[Entries from a point annotation set]
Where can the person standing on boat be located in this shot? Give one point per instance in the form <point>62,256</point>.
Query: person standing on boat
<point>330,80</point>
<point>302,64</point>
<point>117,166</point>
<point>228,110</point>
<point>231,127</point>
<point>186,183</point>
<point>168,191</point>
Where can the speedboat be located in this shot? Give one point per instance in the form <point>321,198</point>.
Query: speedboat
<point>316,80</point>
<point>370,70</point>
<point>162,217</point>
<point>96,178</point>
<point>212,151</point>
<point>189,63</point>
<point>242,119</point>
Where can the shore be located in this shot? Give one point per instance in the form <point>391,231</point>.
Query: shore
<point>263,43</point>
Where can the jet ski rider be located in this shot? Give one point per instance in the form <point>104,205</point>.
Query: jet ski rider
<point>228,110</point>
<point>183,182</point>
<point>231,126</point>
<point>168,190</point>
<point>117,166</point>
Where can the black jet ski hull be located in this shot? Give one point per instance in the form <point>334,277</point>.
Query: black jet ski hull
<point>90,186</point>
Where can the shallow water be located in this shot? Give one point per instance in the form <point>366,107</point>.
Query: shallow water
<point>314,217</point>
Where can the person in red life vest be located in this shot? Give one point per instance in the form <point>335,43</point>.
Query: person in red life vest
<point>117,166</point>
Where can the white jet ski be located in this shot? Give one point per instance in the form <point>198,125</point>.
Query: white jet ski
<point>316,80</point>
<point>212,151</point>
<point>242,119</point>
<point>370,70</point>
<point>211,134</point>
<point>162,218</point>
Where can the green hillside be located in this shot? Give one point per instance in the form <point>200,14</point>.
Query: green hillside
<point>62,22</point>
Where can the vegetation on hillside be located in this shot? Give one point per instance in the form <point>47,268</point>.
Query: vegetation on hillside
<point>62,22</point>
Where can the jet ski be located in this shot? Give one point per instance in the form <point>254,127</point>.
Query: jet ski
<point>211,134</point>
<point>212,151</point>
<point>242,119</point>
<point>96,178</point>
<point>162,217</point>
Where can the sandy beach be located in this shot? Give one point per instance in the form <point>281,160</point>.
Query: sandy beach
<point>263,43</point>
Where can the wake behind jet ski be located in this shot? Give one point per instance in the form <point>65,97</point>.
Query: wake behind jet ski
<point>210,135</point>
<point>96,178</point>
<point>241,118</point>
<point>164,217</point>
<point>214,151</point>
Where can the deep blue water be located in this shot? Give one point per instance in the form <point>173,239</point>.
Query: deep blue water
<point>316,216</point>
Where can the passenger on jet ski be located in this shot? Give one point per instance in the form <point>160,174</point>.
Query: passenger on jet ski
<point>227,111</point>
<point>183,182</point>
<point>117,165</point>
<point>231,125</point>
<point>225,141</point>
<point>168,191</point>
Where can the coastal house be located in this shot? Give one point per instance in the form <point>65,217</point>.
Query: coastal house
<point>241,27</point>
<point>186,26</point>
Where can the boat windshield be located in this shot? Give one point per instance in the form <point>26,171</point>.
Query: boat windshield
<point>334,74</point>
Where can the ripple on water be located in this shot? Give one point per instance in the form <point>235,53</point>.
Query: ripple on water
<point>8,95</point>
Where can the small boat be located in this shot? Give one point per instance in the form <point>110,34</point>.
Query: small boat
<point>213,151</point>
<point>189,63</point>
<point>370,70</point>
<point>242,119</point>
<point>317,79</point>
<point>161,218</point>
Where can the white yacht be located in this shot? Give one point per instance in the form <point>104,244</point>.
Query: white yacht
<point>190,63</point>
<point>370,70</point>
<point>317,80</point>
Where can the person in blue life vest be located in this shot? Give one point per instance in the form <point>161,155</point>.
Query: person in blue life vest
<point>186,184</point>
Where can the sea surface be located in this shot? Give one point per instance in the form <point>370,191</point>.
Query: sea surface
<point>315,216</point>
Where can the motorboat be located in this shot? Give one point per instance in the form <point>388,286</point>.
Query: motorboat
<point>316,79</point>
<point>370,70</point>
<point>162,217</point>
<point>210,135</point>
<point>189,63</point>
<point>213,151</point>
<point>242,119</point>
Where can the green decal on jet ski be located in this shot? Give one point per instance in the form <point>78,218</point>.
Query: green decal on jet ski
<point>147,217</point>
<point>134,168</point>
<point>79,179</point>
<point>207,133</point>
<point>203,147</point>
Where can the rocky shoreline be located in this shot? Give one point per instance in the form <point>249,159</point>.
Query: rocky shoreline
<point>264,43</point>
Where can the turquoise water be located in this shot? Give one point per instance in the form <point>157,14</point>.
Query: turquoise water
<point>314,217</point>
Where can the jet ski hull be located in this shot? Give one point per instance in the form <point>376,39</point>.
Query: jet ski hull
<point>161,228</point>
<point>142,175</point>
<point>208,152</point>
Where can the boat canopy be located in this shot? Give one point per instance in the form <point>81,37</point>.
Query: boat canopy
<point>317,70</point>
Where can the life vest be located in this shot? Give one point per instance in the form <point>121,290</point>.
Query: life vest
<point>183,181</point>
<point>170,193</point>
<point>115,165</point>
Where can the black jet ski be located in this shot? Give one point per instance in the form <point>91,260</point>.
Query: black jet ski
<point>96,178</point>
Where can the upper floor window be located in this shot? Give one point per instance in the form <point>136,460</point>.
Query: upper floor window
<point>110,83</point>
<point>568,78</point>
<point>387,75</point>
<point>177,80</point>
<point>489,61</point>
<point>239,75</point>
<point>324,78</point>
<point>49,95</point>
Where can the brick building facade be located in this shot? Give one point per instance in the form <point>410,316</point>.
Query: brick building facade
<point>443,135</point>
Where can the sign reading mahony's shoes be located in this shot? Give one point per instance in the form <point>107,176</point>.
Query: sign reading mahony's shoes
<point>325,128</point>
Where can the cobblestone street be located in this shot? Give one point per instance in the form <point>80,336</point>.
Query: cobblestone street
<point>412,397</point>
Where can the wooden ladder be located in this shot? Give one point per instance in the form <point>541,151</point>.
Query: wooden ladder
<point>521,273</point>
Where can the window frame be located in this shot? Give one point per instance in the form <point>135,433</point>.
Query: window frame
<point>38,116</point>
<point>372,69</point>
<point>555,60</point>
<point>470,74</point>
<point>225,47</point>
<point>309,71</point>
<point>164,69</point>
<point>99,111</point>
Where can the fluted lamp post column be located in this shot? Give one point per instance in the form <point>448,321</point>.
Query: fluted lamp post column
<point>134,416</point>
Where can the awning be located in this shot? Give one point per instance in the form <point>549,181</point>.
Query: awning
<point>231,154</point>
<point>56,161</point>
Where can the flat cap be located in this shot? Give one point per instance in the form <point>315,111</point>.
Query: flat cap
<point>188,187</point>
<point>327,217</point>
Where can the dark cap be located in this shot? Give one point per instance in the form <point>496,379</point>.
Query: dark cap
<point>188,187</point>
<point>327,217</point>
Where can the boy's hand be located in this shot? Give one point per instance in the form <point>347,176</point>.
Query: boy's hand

• [REQUEST]
Please copy all of the items above word for word.

• [COMPLETED EXERCISE]
Where can the person standing on boat be located in this shot? Give one point per instance in the form <point>62,256</point>.
Query: person standing on boat
<point>330,80</point>
<point>302,64</point>
<point>117,166</point>
<point>228,110</point>
<point>231,127</point>
<point>186,183</point>
<point>168,191</point>
Where can the speedboat be located in this shot? Give one point per instance in the form <point>321,198</point>.
Query: speedboat
<point>316,80</point>
<point>370,70</point>
<point>162,217</point>
<point>96,178</point>
<point>212,151</point>
<point>189,63</point>
<point>242,119</point>
Where can the shore be located in this shot? Give one point per instance in the form <point>391,231</point>.
Query: shore
<point>263,43</point>
Where can the jet ski rider be located in this shot? Give one point per instance in the form <point>104,205</point>.
Query: jet ski rider
<point>228,110</point>
<point>183,182</point>
<point>231,126</point>
<point>168,190</point>
<point>117,166</point>
Where can the black jet ski hull be located in this shot? Give one point per instance in the form <point>334,277</point>.
Query: black jet ski hull
<point>90,186</point>
Where can the shallow water be located in this shot? Give one point per instance in the form <point>366,107</point>.
Query: shallow water
<point>314,217</point>
Where can the person in red life vest be located in this shot? Give one point per instance in the form <point>335,43</point>.
Query: person in red life vest
<point>117,166</point>
Where can the white jet ski be located in this shot? Give one point per instance in the form <point>198,125</point>.
Query: white jet ski
<point>316,80</point>
<point>212,151</point>
<point>242,119</point>
<point>370,70</point>
<point>211,134</point>
<point>162,218</point>
Where can the green hillside be located in this shot? Give one point per instance in the form <point>200,14</point>.
Query: green hillside
<point>62,22</point>
Where can the vegetation on hillside be located in this shot? Give one point per instance in the form <point>47,268</point>.
Query: vegetation on hillside
<point>62,22</point>
Where can the jet ski be located in this shot? Give one point per instance in the form <point>254,127</point>.
Query: jet ski
<point>211,134</point>
<point>212,151</point>
<point>242,119</point>
<point>96,178</point>
<point>162,217</point>
Where can the sandy beach be located in this shot? Give one point per instance in the form <point>281,160</point>.
Query: sandy beach
<point>263,43</point>
Where can the wake behind jet ski be located in this shot? Give one point per instance in the form <point>65,97</point>.
Query: wake behind jet ski
<point>210,135</point>
<point>96,178</point>
<point>241,118</point>
<point>164,217</point>
<point>214,151</point>
Where can the deep blue water be located in this shot? Give one point per instance in the form <point>173,239</point>.
Query: deep blue water
<point>316,216</point>
Where can the passenger on jet ski be located in this shot? Give one point per instance in the form <point>160,174</point>.
Query: passenger on jet ski
<point>227,111</point>
<point>183,182</point>
<point>117,165</point>
<point>231,125</point>
<point>225,141</point>
<point>168,191</point>
Where can the coastal house be located in this shot? Give one point per instance in the form <point>65,217</point>.
Query: coastal house
<point>241,27</point>
<point>186,26</point>
Where can the boat windshield be located in this shot? Give one point per instance in the form <point>26,171</point>.
Query: boat windshield
<point>334,74</point>
Where can the ripple on water be located in this shot? Give one point per instance in the form <point>235,53</point>.
Query: ripple on water
<point>8,95</point>
Where can the small boat be located in this shot? Give one point per instance in the form <point>110,34</point>.
Query: small boat
<point>213,151</point>
<point>189,63</point>
<point>370,70</point>
<point>242,119</point>
<point>317,79</point>
<point>161,218</point>
Where can the white yacht be located in this shot? Give one point per instance in the form <point>104,244</point>.
Query: white yacht
<point>190,63</point>
<point>370,70</point>
<point>317,80</point>
Where can the person in blue life vest be located in this shot? Give one point per instance in the form <point>161,155</point>.
Query: person in blue life vest
<point>186,184</point>
Where can the sea surface be located in this shot? Give one point per instance in the form <point>370,191</point>.
Query: sea surface
<point>315,216</point>
Where can the motorboat be located in this shot? Give one point per instance in the form <point>388,286</point>.
Query: motorboat
<point>316,79</point>
<point>370,70</point>
<point>162,217</point>
<point>210,135</point>
<point>189,63</point>
<point>213,151</point>
<point>242,119</point>
Where can the green decal on jet ski be located in this shot? Give one point per instance in the form <point>78,218</point>.
Query: green decal on jet ski
<point>147,217</point>
<point>134,168</point>
<point>79,179</point>
<point>207,133</point>
<point>203,147</point>
Where can the rocky shoreline be located in this shot? Give one point per instance in the form <point>249,159</point>.
Query: rocky shoreline
<point>264,43</point>
Where can the turquoise water be located in this shot? Give one point per instance in the form <point>157,14</point>.
Query: turquoise water
<point>314,217</point>
Where can the jet ski hull be located in this shot? Give one point per instance in the form <point>376,39</point>.
Query: jet ski hull
<point>161,228</point>
<point>142,175</point>
<point>208,152</point>
Where can the boat canopy be located in this shot? Give one point per instance in the form <point>81,37</point>.
Query: boat canopy
<point>317,70</point>
Where can the life vest be located in this shot? Give one point per instance in the form <point>121,290</point>.
Query: life vest
<point>183,181</point>
<point>170,193</point>
<point>115,165</point>
Where can the black jet ski be located in this shot? Give one point per instance in the form <point>91,260</point>.
Query: black jet ski
<point>96,178</point>
Where can the upper floor window be located in this shot? Give one point per instance in the form <point>136,460</point>.
Query: upper floor window
<point>110,83</point>
<point>568,78</point>
<point>387,75</point>
<point>177,80</point>
<point>489,61</point>
<point>239,75</point>
<point>324,78</point>
<point>49,95</point>
Where can the brick building facade be located in this shot? Give one point per instance in the form <point>410,316</point>.
Query: brick building facade
<point>443,135</point>
Where can the sign reading mahony's shoes be located in this shot? Give one point per instance in the form <point>107,176</point>.
Query: sign reading mahony's shoes
<point>325,128</point>
Where can the cobblestone street be located in this shot? Give one point per instance in the form <point>80,336</point>.
Query: cobblestone street
<point>412,397</point>
Where can the wooden ladder be located in this shot? Give one point per instance in the form <point>541,151</point>.
Query: wooden ladder
<point>521,273</point>
Where can the window frame be located in this shot? Give one point per instance in the form <point>135,433</point>.
Query: window frame
<point>38,116</point>
<point>372,69</point>
<point>555,60</point>
<point>470,74</point>
<point>225,47</point>
<point>309,71</point>
<point>164,69</point>
<point>99,111</point>
Where can the fluted lamp post column be located in this shot? Give one point per instance in the form <point>448,321</point>.
Query: fluted lamp post column
<point>134,416</point>
Where can the awning be located in this shot? Give one point per instance in the form <point>549,181</point>.
Query: awning
<point>231,154</point>
<point>56,161</point>
Where can the flat cap be located in this shot? Give one point per instance in the form <point>315,111</point>.
Query: flat cap
<point>188,187</point>
<point>327,217</point>
Where can the dark cap be located in this shot? Give one point per instance in the form <point>496,379</point>.
Query: dark cap
<point>188,187</point>
<point>327,217</point>
Where can the boy's hand be located in this shot? Give one point per instance in the form <point>347,176</point>.
Query: boy's hand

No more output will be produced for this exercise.